Work to be completed.
Please reproduce the entries that follow, keeping each word intact.

Input material.
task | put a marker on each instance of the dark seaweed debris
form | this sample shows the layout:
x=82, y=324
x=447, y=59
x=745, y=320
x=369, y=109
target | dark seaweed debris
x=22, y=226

Result below.
task | put a marker on each instance of the dark seaweed debris
form | this sample shows the layout:
x=82, y=324
x=447, y=59
x=745, y=320
x=369, y=109
target | dark seaweed debris
x=22, y=226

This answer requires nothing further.